Count the lines in the listing below that contain the string "protective", matching case exactly, and reply with only the number.

— START OF The data —

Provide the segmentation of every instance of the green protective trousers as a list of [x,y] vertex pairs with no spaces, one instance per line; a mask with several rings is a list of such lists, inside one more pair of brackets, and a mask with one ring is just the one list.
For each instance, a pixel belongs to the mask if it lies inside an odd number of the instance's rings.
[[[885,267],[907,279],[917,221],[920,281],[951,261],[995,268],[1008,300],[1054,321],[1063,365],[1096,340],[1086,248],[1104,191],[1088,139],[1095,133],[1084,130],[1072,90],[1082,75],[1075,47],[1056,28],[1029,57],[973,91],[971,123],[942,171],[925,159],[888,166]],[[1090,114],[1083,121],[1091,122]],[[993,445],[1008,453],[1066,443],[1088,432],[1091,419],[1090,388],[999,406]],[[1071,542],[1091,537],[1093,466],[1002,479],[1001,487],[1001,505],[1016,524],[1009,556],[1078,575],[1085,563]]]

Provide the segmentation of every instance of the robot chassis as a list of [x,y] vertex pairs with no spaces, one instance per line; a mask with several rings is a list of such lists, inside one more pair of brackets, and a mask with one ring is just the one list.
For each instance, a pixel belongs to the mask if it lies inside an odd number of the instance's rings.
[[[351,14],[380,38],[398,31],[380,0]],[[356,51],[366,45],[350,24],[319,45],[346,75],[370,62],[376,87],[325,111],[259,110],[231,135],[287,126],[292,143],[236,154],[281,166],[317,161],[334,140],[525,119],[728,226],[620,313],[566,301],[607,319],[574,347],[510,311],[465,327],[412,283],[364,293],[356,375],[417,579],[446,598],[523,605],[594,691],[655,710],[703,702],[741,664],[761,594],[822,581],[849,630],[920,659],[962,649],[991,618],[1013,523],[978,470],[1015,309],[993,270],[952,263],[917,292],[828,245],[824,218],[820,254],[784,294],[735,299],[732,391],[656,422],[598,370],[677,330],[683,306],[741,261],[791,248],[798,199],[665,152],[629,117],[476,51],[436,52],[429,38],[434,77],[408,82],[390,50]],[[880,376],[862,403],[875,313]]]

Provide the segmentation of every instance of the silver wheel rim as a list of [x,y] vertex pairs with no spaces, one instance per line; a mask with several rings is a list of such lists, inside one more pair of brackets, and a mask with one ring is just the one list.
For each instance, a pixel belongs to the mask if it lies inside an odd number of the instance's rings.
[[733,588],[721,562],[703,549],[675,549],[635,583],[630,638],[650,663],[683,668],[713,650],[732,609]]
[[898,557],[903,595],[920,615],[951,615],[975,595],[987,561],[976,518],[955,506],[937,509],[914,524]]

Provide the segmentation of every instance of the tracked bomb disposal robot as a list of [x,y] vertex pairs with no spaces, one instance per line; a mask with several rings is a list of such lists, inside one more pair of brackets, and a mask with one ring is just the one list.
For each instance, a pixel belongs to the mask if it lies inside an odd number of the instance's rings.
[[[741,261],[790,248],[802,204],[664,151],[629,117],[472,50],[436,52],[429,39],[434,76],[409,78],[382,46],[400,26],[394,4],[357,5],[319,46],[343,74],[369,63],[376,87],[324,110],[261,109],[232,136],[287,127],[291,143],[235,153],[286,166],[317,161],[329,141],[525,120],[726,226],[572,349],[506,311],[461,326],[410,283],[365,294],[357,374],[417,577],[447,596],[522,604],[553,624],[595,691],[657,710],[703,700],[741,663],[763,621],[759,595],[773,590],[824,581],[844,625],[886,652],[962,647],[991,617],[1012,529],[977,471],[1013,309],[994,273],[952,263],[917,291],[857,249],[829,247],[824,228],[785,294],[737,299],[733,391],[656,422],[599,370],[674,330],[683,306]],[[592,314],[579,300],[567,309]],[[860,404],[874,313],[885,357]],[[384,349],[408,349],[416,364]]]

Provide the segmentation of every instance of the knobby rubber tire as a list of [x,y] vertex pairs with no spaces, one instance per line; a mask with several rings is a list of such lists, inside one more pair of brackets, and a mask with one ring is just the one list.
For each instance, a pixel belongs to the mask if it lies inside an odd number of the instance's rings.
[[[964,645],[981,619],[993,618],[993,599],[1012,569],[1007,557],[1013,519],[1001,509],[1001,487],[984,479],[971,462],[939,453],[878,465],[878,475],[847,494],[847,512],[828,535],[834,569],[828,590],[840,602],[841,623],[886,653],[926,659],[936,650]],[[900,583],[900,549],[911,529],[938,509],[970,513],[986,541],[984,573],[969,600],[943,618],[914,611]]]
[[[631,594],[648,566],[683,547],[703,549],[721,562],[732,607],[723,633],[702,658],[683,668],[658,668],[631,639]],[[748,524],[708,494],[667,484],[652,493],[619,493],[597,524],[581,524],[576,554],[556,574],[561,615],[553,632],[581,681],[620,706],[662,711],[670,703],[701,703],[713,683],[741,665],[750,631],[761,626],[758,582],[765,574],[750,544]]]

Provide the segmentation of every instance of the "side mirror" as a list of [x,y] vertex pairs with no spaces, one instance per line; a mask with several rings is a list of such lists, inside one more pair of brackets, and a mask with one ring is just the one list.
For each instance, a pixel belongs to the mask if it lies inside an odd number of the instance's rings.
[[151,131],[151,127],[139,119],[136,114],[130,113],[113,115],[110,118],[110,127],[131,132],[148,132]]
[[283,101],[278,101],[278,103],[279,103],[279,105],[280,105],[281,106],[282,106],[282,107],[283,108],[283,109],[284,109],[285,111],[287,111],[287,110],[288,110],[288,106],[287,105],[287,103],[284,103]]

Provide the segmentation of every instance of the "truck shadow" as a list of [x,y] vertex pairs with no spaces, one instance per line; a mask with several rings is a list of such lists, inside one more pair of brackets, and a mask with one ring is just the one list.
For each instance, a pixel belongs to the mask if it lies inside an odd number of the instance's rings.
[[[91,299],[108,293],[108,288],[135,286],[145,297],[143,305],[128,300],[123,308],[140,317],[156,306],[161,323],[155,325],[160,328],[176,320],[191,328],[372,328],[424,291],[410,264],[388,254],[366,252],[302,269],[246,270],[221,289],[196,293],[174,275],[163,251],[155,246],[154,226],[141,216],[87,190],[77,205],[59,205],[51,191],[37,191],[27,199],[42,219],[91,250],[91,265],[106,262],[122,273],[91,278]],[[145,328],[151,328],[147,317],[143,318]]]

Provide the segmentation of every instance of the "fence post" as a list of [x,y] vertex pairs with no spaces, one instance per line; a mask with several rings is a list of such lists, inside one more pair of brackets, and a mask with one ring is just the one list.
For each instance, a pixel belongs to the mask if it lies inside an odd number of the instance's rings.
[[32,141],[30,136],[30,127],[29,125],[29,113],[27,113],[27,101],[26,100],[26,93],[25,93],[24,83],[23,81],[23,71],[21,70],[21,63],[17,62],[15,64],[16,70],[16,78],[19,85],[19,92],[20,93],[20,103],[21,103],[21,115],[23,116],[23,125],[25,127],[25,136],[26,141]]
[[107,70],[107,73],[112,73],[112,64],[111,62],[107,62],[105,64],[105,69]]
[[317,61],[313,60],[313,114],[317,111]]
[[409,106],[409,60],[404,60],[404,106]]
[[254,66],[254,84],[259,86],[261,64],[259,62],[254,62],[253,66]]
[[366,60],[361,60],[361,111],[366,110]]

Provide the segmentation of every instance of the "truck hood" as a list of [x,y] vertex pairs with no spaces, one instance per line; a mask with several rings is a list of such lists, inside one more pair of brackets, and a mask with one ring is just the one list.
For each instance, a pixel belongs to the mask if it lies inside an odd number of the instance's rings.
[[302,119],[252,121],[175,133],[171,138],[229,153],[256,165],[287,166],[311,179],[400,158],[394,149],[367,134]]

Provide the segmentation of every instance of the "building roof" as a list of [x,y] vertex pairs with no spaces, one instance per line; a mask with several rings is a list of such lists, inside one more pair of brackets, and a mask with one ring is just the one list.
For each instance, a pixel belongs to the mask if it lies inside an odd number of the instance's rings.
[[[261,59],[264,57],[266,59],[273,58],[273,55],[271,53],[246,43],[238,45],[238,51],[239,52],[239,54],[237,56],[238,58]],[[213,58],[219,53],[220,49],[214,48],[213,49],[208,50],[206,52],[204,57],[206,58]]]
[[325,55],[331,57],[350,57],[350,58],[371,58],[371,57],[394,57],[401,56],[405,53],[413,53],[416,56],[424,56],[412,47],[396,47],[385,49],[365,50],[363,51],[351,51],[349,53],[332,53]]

— END OF The data —

## Written response
1